Given text -
----------------------------------------
British geneticist interested in splicing, RNA decay, and synthetic biology. This is my blog focusing on my adventures in computational biology. 

CompBio 027: Is AI generated code here to replace computational biologists?

So this probably isn’t the first click-bait title about AI generated code you might have seen recently. I previously wrote about suggested terminal commands from Warp, which is powered by GPT-3. Many others have been writing about or vlogging on YouTube about chatGPT (also powered by GPT-3) for its ability to do all sorts of creative work, including the writing of code. So I wanted to test it out - how well can it write Python code to solve an issue for my hobby (painting small models). Apologies for this problem not being a strict CompBio problem, but I think that this will reveal the potential and the current limitations of chatGPT for generating code for any sort of problem, whether biological or not. Below is a model of my wife’s World of Warcraft character designed in HeroForge.

A 3D printed mini of a dragon person with wings, primed in grey.
----------------------------------------
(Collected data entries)
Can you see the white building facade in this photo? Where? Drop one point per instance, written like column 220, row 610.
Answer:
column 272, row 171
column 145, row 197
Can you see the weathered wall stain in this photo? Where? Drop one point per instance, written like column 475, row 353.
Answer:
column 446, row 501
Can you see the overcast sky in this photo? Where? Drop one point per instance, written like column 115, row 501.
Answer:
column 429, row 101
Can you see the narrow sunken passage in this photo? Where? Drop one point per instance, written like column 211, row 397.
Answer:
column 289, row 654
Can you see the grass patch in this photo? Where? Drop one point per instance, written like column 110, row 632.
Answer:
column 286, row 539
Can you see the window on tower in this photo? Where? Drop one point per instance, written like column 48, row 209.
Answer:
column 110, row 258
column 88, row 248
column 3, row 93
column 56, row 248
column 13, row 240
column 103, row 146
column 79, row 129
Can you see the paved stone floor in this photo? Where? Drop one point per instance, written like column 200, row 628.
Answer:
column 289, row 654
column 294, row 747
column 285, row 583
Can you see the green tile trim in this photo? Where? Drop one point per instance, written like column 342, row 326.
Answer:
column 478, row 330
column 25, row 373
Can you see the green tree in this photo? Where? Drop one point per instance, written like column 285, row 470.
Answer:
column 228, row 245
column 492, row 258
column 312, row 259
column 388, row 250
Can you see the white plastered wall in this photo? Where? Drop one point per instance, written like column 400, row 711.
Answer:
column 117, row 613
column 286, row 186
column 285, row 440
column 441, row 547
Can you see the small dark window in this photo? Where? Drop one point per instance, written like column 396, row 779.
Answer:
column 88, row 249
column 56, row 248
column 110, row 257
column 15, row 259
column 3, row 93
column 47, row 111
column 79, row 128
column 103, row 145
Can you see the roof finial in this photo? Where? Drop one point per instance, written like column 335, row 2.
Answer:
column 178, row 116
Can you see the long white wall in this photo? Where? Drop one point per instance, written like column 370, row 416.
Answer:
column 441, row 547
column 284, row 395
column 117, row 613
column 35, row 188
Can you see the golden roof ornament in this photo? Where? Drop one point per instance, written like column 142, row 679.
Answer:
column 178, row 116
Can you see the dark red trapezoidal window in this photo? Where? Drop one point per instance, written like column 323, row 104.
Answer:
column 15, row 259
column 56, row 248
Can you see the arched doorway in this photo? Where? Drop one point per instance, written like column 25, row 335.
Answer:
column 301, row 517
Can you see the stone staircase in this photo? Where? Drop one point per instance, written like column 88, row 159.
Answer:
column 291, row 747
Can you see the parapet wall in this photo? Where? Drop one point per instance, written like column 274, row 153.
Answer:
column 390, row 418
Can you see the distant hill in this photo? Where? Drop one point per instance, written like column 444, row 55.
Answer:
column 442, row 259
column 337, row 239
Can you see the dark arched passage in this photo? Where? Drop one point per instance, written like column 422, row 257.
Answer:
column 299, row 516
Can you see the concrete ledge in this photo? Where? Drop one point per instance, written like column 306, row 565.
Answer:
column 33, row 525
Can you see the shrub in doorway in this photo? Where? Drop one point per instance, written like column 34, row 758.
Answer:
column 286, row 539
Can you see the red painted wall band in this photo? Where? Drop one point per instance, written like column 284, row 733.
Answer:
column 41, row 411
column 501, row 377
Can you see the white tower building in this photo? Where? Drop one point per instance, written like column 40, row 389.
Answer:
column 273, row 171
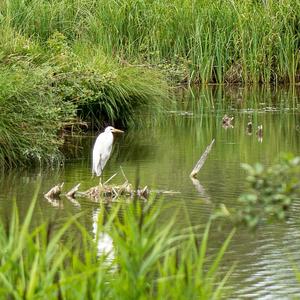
----------------------------------------
The task -
Translate this sentence from the blog post into Spanish: "I previously wrote about suggested terminal commands from Warp, which is powered by GPT-3."

Answer to this problem -
Anteriormente escribí sobre los comandos de terminal sugeridos por Warp, que funciona con GPT-3.